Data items
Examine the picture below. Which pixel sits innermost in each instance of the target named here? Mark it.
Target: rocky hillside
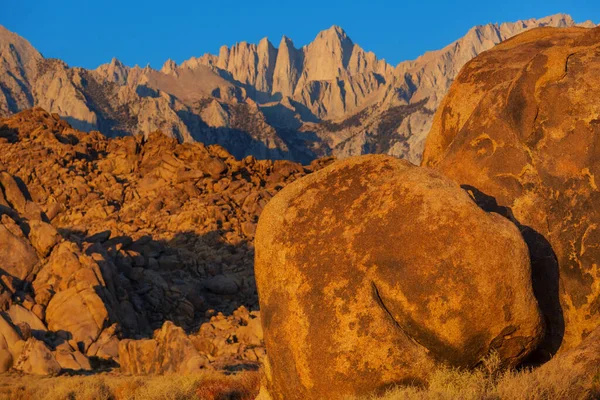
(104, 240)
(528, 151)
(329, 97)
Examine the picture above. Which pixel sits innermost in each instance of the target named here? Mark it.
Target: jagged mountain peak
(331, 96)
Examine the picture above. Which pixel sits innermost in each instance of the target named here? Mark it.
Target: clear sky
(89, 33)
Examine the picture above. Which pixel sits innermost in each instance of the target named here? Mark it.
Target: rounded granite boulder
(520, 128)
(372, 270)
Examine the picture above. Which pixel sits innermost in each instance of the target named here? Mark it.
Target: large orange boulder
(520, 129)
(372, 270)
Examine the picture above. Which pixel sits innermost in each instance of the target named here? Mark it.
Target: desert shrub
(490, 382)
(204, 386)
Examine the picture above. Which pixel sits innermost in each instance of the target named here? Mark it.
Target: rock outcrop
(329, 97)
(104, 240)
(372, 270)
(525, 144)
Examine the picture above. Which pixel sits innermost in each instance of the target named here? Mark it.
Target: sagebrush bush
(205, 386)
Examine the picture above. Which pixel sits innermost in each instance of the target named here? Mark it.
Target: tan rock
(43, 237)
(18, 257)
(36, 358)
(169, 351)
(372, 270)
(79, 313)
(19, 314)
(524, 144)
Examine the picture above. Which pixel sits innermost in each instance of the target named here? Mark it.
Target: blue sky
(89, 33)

:: The task ::
Reproduce every record word for word. The copy must contain no pictures.

:: Finished exercise ::
Examine the picture below. Which pixel sits innermost in each instance of the target named here? Mark it.
Target: rocky hillside
(104, 240)
(528, 151)
(329, 97)
Examine the picture above. Which pixel sits innermost in each instance of the target named here? Mark it.
Target: jagged mountain peak
(331, 96)
Examine the picture above. Which pixel sits innermost in each instance of the target named here? Mark it.
Target: clear sky
(89, 33)
Examine the picture above. Which pixel sits innermost in each instance of the target named here? Mark it.
Target: rounded granite boulder
(520, 128)
(372, 270)
Examine the picture above. Which pixel sits innermost in each instance of the target named here? Mark it.
Target: large orange boulder
(520, 129)
(372, 270)
Examine the picture above. Which pixel sits innermost in each instance of the target named here? Mark it.
Target: desert shrub
(490, 382)
(204, 386)
Examine the picture above. Which pixel sits innermost in each instance of the target named here? Mark it.
Target: rock outcrop
(329, 97)
(104, 240)
(372, 270)
(525, 144)
Examine the picture above. Which pixel sits innermost in each instance of the target named here? Mark it.
Target: sagebrush bush
(205, 386)
Examine the picture above. Which pixel sits innermost in each instance of the target named here? Mark it.
Target: tan rock
(43, 237)
(18, 257)
(36, 358)
(169, 351)
(372, 270)
(79, 313)
(19, 314)
(524, 144)
Examine the picture above. Which pixel sits innermost in each instance of the target named here? Mark it.
Target: blue sky
(89, 33)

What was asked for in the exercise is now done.